▶ About this task
Each record listed below is to be output exactly as written.

Stored dataset items
########################################

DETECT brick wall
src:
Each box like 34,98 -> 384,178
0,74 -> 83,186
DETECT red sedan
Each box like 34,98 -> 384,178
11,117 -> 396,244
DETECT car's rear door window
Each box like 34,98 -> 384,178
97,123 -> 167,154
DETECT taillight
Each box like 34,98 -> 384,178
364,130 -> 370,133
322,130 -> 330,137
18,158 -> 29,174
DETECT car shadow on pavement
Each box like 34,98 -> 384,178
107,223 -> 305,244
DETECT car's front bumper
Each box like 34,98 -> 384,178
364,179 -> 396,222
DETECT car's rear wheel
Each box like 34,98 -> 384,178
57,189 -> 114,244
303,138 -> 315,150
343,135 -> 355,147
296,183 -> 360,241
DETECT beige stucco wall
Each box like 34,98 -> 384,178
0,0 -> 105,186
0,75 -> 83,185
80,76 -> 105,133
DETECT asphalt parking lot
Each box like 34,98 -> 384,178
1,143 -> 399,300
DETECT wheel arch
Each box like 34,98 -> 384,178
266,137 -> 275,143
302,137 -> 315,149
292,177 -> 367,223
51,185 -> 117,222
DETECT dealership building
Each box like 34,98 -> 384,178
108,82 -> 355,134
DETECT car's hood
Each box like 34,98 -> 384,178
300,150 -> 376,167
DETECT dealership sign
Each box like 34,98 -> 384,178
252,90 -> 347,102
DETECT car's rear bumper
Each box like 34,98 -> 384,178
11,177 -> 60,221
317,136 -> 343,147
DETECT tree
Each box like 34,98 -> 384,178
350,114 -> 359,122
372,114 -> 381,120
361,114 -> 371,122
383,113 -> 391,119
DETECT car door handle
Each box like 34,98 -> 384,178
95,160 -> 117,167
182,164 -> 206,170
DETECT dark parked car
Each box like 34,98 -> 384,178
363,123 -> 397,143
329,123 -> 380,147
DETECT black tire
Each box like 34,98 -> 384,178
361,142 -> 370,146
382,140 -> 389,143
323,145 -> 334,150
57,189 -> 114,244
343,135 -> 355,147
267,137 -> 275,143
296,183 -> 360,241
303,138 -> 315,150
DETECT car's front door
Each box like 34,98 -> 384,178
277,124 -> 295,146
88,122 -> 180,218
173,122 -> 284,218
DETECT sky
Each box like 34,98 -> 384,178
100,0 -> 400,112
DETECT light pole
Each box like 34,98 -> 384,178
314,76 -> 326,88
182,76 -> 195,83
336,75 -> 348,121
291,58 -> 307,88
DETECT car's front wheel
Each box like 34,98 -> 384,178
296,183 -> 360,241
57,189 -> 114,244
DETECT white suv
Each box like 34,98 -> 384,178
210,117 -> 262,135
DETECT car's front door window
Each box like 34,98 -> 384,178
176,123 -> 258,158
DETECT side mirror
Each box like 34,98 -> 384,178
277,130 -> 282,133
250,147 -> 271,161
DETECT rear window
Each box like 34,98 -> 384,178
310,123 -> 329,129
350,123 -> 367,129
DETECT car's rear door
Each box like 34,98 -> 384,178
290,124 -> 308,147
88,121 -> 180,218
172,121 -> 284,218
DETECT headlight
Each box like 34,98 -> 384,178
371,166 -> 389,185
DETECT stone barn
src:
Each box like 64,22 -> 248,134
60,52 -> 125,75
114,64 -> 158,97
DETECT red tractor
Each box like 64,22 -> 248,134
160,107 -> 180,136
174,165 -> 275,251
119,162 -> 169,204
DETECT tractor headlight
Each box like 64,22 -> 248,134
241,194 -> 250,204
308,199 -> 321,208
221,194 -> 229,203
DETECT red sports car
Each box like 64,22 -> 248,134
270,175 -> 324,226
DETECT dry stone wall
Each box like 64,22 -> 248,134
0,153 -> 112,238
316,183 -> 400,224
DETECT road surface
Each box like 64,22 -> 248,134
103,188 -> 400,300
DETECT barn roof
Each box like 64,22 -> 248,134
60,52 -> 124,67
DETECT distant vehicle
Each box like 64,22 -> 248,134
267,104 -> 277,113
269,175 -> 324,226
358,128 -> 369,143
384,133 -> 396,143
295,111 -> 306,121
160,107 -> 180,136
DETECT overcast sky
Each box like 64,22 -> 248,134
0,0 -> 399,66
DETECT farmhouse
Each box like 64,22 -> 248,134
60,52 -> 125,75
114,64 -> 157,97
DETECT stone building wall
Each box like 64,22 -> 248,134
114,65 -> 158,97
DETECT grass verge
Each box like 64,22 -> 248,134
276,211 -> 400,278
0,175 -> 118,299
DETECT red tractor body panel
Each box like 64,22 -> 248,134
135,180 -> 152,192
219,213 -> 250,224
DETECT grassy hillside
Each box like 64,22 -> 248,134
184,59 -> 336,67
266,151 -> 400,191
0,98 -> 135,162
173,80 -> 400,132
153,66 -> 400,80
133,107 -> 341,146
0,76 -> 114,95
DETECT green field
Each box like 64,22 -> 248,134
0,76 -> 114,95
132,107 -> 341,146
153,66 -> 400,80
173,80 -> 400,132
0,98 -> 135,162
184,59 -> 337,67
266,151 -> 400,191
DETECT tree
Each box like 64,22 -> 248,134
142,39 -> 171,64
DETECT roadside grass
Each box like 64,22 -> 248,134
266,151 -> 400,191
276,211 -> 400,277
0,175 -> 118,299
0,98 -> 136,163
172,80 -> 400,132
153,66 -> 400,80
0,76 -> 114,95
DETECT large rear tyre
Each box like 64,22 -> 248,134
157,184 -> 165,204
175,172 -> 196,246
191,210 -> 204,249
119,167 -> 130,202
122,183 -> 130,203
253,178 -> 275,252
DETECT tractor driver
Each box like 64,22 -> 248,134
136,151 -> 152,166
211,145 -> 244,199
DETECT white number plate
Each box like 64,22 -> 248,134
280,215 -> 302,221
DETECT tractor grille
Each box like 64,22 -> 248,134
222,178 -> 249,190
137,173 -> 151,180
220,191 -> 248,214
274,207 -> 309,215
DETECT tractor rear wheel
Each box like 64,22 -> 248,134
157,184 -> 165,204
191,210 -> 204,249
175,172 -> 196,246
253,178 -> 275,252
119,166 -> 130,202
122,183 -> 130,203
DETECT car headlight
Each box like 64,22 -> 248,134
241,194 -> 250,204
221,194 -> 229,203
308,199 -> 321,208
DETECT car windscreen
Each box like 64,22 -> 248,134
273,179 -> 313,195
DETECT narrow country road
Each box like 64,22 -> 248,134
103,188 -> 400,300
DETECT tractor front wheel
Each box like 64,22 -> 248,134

########################################

▶ Final answer
DETECT brick wall
src:
Each box like 34,98 -> 384,178
0,74 -> 83,186
DETECT red sedan
Each box like 34,98 -> 384,178
11,117 -> 396,244
DETECT car's rear door window
Each box like 34,98 -> 384,178
97,123 -> 167,154
DETECT taillight
Each box like 34,98 -> 384,178
364,130 -> 370,133
322,130 -> 330,137
18,158 -> 29,174
DETECT car shadow on pavement
Each box like 34,98 -> 384,178
107,223 -> 305,244
DETECT car's front bumper
Each box like 34,98 -> 384,178
364,179 -> 396,222
DETECT car's rear wheel
Each box like 34,98 -> 384,178
57,189 -> 114,244
303,138 -> 315,150
343,135 -> 355,147
296,183 -> 360,241
DETECT beige stucco wall
Each box like 34,98 -> 384,178
0,0 -> 105,186
0,75 -> 83,185
80,76 -> 105,133
DETECT asphalt parking lot
Each box like 34,98 -> 384,178
1,143 -> 399,300
DETECT wheel arch
Each box like 34,98 -> 384,178
266,137 -> 275,143
302,137 -> 315,149
292,177 -> 367,223
51,185 -> 117,222
DETECT dealership building
Each box like 34,98 -> 384,178
108,82 -> 355,134
DETECT car's hood
Each box like 34,98 -> 384,178
300,150 -> 376,167
DETECT dealership sign
Each box like 34,98 -> 384,178
252,90 -> 347,102
DETECT car's rear bumper
Each box like 34,98 -> 384,178
11,177 -> 60,221
317,136 -> 343,147
DETECT tree
Each box like 34,98 -> 384,178
350,114 -> 359,122
372,114 -> 381,120
361,114 -> 371,122
383,113 -> 391,119
DETECT car door handle
Each box like 34,98 -> 384,178
95,160 -> 117,167
182,164 -> 206,170
DETECT dark parked car
Each box like 34,98 -> 384,178
363,123 -> 397,143
329,123 -> 380,147
DETECT black tire
Each box like 34,98 -> 384,178
361,142 -> 370,146
382,140 -> 389,143
323,145 -> 334,150
57,189 -> 114,244
343,135 -> 355,147
267,137 -> 275,143
296,183 -> 360,241
303,138 -> 315,150
DETECT car's front door
Each box like 34,98 -> 384,178
277,124 -> 295,146
88,122 -> 180,218
173,122 -> 284,218
DETECT sky
Each box like 34,98 -> 384,178
100,0 -> 400,112
DETECT light pole
Each box like 34,98 -> 384,178
314,76 -> 326,88
182,76 -> 195,83
336,75 -> 348,121
291,58 -> 307,88
DETECT car's front wheel
Each box like 34,98 -> 384,178
296,183 -> 360,241
57,189 -> 114,244
DETECT white suv
Each box like 34,98 -> 384,178
210,117 -> 262,135
DETECT car's front door window
Each box like 34,98 -> 384,178
176,123 -> 258,158
DETECT side mirror
Each box like 34,98 -> 384,178
277,130 -> 282,133
250,147 -> 271,161
DETECT rear window
Each box like 34,98 -> 384,178
310,123 -> 329,129
350,123 -> 367,129
DETECT car's rear door
Each box like 34,98 -> 384,178
290,124 -> 308,147
88,121 -> 180,218
172,121 -> 284,218
DETECT headlight
Each box like 34,98 -> 384,178
371,166 -> 389,185
DETECT stone barn
src:
Each box like 64,22 -> 248,134
60,52 -> 125,75
114,64 -> 158,97
DETECT red tractor
Each box like 64,22 -> 248,134
160,107 -> 180,136
174,165 -> 275,251
119,162 -> 169,204
DETECT tractor headlight
Each box like 64,22 -> 248,134
241,194 -> 250,204
308,199 -> 321,208
221,194 -> 229,203
DETECT red sports car
Each box like 64,22 -> 248,134
270,175 -> 324,226
DETECT dry stone wall
Each box like 64,22 -> 248,134
0,153 -> 112,238
316,183 -> 400,224
DETECT road surface
Each box like 64,22 -> 248,134
103,188 -> 400,300
DETECT barn roof
Each box like 64,22 -> 248,134
60,52 -> 124,67
DETECT distant vehicle
Each box like 64,22 -> 248,134
267,104 -> 277,113
269,175 -> 324,226
358,128 -> 369,143
384,133 -> 396,143
295,111 -> 306,121
160,107 -> 180,136
DETECT overcast sky
Each box like 64,22 -> 248,134
0,0 -> 399,66
DETECT farmhouse
Each box like 64,22 -> 248,134
60,52 -> 125,75
114,64 -> 157,97
DETECT stone building wall
Each box like 64,22 -> 248,134
114,65 -> 158,97
DETECT grass verge
Each box like 64,22 -> 248,134
276,211 -> 400,278
0,175 -> 118,299
DETECT red tractor body panel
Each box like 64,22 -> 248,134
135,180 -> 152,192
219,213 -> 250,224
DETECT grassy hillside
Each box like 64,22 -> 248,134
184,59 -> 336,67
266,151 -> 400,191
0,98 -> 135,162
173,80 -> 400,132
153,66 -> 400,80
133,107 -> 341,146
0,76 -> 114,95
DETECT green field
Each box like 64,22 -> 248,134
0,76 -> 114,95
132,107 -> 341,146
153,66 -> 400,80
173,80 -> 400,132
0,98 -> 135,162
184,59 -> 337,67
266,151 -> 400,191
DETECT tree
Each box like 64,22 -> 248,134
142,39 -> 171,64
DETECT roadside grass
Each box like 64,22 -> 248,134
266,151 -> 400,191
276,211 -> 400,277
0,175 -> 118,299
0,98 -> 136,163
172,80 -> 400,132
153,66 -> 400,80
0,76 -> 114,95
DETECT large rear tyre
Each box like 64,22 -> 248,134
157,184 -> 165,204
175,172 -> 196,246
191,210 -> 204,249
119,167 -> 130,202
122,183 -> 130,203
253,178 -> 275,252
DETECT tractor driver
Each box like 64,22 -> 248,134
136,151 -> 152,166
211,145 -> 244,199
DETECT white number plate
Each box like 64,22 -> 248,134
280,215 -> 302,221
DETECT tractor grille
Each box like 64,22 -> 248,134
222,178 -> 249,190
137,173 -> 151,180
220,191 -> 248,214
274,207 -> 309,215
DETECT tractor rear wheel
Each box like 64,22 -> 248,134
157,184 -> 165,204
191,210 -> 204,249
175,172 -> 196,246
253,178 -> 275,252
119,166 -> 130,202
122,183 -> 130,203
DETECT car headlight
Each box like 64,22 -> 248,134
241,194 -> 250,204
221,194 -> 229,203
308,199 -> 321,208
DETECT car windscreen
Each box like 64,22 -> 248,134
273,179 -> 313,195
DETECT narrow country road
Each box like 64,22 -> 248,134
103,188 -> 400,300
DETECT tractor front wheel
Each box like 64,22 -> 248,134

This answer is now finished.